▶ How to complete this task
When you reach the line with "<point>78,136</point>" in the data below, begin printing lines exactly, and stop once the line with "<point>55,254</point>" has been printed.

▶ Saved entries
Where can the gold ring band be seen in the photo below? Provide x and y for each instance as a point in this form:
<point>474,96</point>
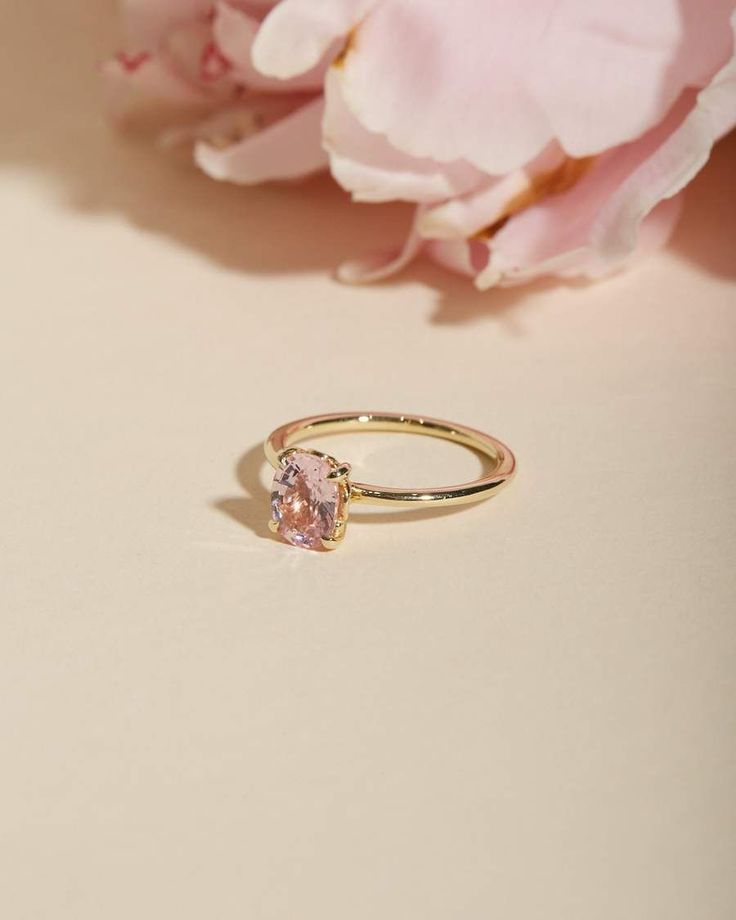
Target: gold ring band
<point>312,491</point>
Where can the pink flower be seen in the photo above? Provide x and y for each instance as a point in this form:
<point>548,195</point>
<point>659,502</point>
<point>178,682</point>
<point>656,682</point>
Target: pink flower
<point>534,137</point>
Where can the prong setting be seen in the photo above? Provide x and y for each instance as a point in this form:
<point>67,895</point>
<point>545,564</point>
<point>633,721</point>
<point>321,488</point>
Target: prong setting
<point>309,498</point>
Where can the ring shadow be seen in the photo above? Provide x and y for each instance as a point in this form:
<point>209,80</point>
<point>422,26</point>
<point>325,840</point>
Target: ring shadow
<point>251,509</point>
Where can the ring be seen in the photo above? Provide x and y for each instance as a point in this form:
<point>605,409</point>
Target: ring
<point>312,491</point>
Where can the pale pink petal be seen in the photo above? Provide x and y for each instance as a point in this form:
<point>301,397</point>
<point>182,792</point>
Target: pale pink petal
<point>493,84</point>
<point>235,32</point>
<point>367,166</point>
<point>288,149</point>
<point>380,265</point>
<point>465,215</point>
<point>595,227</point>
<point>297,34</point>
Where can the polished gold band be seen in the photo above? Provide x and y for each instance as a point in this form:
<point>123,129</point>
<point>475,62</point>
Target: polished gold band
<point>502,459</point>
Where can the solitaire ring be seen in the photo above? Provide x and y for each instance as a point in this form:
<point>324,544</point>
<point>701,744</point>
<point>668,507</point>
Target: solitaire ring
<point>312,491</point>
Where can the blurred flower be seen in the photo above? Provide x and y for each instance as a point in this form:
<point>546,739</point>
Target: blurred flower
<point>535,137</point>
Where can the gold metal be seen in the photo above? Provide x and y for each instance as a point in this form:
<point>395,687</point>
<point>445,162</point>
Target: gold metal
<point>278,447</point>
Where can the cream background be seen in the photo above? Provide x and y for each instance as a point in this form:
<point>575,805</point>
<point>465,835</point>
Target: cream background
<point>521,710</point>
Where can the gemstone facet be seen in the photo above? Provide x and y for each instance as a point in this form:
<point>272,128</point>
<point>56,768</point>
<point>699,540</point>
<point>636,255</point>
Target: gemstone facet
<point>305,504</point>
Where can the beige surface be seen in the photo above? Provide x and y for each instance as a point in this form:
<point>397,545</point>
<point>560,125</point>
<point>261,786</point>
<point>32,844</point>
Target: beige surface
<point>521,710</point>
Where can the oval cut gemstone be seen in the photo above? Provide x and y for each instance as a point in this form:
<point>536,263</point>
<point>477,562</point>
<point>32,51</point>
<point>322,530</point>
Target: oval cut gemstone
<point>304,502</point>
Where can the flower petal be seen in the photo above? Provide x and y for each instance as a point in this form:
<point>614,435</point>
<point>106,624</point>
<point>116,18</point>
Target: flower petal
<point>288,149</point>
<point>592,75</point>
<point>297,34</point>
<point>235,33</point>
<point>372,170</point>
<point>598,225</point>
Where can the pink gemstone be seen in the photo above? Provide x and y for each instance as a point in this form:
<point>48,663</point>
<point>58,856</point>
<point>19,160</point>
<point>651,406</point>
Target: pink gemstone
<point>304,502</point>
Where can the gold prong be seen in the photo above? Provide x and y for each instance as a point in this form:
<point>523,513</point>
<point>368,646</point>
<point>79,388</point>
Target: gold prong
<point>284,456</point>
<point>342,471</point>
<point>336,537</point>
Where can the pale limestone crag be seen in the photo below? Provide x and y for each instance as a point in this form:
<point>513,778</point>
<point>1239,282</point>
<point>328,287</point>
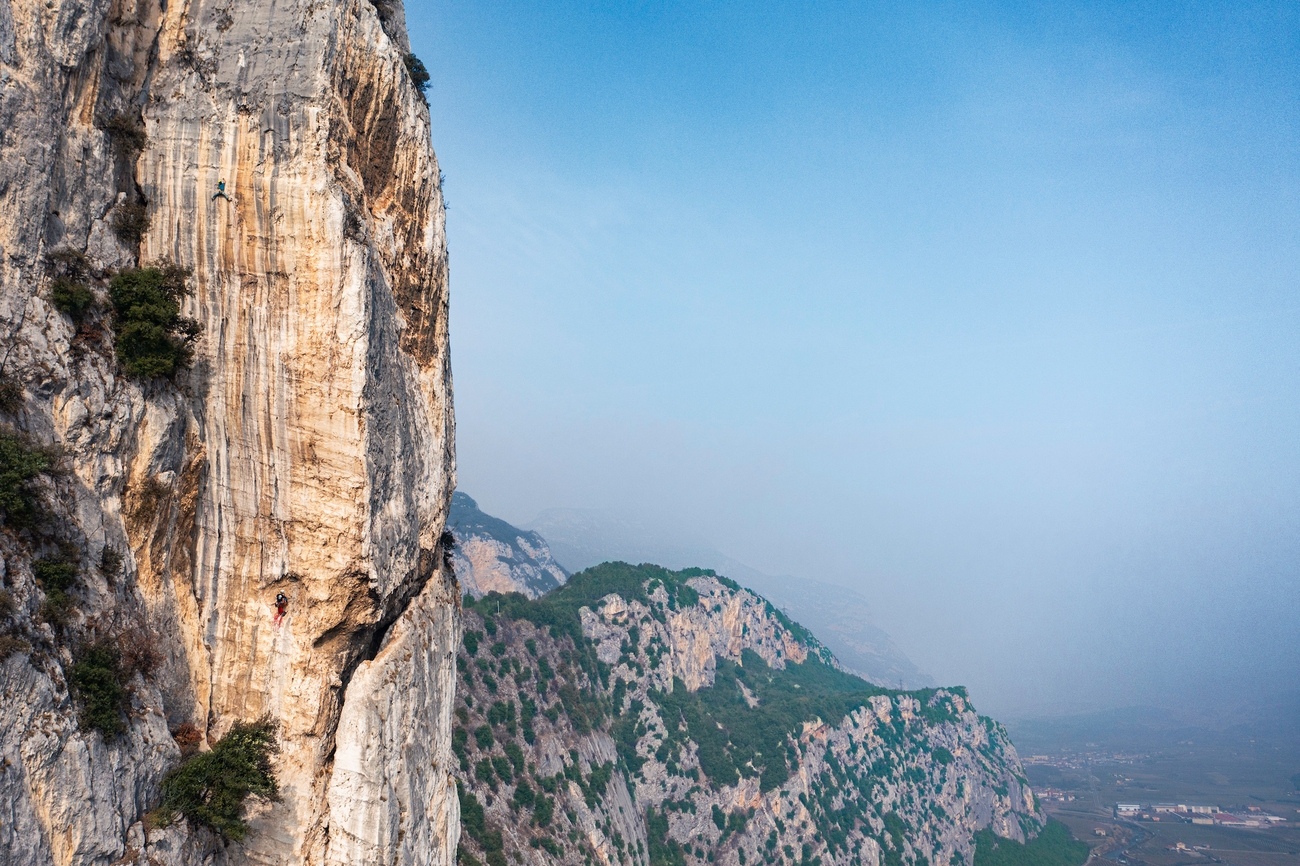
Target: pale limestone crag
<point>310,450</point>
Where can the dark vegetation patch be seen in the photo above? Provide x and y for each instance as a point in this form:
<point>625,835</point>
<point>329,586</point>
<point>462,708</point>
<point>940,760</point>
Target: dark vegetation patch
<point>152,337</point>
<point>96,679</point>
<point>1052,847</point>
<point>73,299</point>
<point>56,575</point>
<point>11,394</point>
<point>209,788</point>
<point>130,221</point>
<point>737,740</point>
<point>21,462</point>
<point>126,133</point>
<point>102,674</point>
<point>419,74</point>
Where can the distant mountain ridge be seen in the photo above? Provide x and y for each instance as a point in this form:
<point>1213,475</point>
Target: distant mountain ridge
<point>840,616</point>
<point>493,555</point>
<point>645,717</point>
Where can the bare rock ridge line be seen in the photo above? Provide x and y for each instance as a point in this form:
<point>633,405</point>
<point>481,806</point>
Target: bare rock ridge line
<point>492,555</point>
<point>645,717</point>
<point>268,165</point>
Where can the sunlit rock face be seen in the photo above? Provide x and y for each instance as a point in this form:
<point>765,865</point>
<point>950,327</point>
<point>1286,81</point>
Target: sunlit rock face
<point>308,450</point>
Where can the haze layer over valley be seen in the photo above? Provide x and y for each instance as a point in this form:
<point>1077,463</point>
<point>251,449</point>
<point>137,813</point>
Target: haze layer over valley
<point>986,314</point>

...

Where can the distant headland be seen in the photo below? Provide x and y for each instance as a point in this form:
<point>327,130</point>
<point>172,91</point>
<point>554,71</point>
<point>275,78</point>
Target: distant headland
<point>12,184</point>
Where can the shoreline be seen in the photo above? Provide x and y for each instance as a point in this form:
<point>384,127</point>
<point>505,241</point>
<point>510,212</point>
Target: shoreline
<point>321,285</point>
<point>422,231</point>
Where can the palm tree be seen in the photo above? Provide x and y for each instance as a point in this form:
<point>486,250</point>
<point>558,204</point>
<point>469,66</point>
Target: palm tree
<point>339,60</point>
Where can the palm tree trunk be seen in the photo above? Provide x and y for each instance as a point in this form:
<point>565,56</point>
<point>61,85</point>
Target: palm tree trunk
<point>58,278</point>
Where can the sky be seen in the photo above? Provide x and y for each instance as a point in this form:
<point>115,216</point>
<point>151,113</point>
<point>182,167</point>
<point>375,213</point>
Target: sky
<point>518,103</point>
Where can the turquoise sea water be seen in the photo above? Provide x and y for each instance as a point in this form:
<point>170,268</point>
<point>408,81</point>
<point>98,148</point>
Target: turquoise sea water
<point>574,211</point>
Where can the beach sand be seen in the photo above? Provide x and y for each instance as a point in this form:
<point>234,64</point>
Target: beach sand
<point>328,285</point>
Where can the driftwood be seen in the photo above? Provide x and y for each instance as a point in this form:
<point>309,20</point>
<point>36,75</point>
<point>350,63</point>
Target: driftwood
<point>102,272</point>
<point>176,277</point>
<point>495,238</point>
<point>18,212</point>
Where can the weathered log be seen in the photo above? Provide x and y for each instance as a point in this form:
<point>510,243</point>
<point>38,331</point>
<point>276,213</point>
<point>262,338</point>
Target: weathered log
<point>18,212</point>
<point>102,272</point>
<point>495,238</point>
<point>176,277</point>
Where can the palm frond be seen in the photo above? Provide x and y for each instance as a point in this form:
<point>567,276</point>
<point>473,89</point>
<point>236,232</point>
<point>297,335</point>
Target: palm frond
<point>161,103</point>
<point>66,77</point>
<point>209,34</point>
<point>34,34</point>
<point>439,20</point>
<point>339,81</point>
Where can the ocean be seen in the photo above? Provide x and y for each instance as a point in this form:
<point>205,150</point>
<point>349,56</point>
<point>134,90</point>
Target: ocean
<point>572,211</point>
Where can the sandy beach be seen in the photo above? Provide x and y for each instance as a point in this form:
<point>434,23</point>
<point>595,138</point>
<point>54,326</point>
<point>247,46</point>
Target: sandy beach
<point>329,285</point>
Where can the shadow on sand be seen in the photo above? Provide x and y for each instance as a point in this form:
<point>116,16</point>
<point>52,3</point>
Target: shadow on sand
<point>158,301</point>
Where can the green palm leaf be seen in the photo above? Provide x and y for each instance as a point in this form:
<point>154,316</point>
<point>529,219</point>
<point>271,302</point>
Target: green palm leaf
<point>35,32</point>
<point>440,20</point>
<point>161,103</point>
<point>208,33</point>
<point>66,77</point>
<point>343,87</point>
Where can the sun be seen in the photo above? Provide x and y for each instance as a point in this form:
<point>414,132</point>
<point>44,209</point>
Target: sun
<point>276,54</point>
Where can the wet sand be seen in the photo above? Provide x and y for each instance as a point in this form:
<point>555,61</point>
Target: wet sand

---

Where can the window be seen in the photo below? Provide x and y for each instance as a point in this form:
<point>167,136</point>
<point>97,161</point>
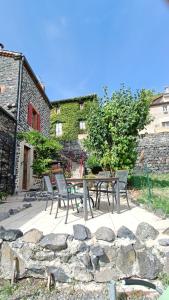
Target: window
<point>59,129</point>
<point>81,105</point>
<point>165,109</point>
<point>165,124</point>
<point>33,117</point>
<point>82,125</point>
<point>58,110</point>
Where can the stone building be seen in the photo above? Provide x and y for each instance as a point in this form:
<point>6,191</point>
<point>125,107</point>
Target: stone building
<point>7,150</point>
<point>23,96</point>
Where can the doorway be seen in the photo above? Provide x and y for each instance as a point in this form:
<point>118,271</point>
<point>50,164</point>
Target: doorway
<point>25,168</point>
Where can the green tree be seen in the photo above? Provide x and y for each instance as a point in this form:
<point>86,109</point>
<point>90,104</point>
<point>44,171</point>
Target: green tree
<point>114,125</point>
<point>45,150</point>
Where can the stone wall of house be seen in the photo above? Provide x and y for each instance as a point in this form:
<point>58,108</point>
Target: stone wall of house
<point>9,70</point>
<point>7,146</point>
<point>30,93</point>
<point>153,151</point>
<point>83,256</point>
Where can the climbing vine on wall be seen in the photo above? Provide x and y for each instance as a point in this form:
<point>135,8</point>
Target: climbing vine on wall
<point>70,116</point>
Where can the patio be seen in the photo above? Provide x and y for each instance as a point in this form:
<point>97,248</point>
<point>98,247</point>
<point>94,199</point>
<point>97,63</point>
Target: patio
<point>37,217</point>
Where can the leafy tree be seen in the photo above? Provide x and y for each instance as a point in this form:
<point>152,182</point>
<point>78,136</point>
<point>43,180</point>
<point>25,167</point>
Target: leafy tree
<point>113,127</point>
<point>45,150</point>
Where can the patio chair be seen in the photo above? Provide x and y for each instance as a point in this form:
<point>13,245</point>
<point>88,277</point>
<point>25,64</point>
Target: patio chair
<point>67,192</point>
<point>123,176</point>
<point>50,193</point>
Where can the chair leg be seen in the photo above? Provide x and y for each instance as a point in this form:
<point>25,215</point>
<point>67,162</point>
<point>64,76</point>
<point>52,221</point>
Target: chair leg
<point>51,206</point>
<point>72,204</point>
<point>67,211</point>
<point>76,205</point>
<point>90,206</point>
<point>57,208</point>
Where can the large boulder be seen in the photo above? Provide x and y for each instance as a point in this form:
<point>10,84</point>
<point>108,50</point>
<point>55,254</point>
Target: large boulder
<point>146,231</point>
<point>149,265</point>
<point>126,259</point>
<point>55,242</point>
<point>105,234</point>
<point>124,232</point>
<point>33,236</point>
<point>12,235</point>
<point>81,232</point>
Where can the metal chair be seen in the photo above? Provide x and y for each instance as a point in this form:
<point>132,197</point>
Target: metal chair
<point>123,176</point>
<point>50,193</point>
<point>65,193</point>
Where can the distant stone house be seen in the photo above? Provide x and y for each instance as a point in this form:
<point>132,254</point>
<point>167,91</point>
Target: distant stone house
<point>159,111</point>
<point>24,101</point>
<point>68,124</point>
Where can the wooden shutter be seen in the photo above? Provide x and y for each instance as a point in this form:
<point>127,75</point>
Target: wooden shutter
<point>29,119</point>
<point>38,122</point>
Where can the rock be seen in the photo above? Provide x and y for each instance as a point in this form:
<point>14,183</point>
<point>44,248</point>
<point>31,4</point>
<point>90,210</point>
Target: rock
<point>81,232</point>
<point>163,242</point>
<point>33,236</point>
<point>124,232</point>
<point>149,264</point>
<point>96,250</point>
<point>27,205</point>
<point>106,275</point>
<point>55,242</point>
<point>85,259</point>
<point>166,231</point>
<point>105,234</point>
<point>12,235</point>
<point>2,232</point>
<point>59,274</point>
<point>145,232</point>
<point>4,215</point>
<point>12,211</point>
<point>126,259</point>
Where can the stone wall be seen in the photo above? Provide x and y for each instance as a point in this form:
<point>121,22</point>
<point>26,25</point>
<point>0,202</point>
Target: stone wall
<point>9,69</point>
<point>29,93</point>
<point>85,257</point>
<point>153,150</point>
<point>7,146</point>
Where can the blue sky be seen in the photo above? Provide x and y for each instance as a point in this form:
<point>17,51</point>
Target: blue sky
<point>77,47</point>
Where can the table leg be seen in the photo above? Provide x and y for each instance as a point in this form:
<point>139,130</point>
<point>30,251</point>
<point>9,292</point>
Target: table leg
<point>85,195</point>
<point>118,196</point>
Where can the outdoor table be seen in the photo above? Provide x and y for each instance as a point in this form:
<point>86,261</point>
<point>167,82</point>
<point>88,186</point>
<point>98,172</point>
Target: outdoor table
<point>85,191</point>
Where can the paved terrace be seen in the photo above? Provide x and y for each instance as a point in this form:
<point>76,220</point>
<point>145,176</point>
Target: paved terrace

▶ Exercise result
<point>78,136</point>
<point>43,180</point>
<point>25,167</point>
Target: leafy tree
<point>113,127</point>
<point>45,150</point>
Where can the patio chair be seen in the photo above? Provide x and y for each instance as a point in this form:
<point>13,245</point>
<point>88,277</point>
<point>25,64</point>
Target: patio chair
<point>67,192</point>
<point>123,176</point>
<point>50,193</point>
Where can the chair leg be seen in the photo above? Provide x and y for each instance as a point in this form:
<point>25,215</point>
<point>67,162</point>
<point>64,76</point>
<point>52,221</point>
Target: chair leg
<point>51,206</point>
<point>72,204</point>
<point>67,211</point>
<point>76,205</point>
<point>90,206</point>
<point>57,208</point>
Where can the large boulder be seen in the photo above? Provide x and y for each instance as a point in this form:
<point>10,84</point>
<point>108,50</point>
<point>55,254</point>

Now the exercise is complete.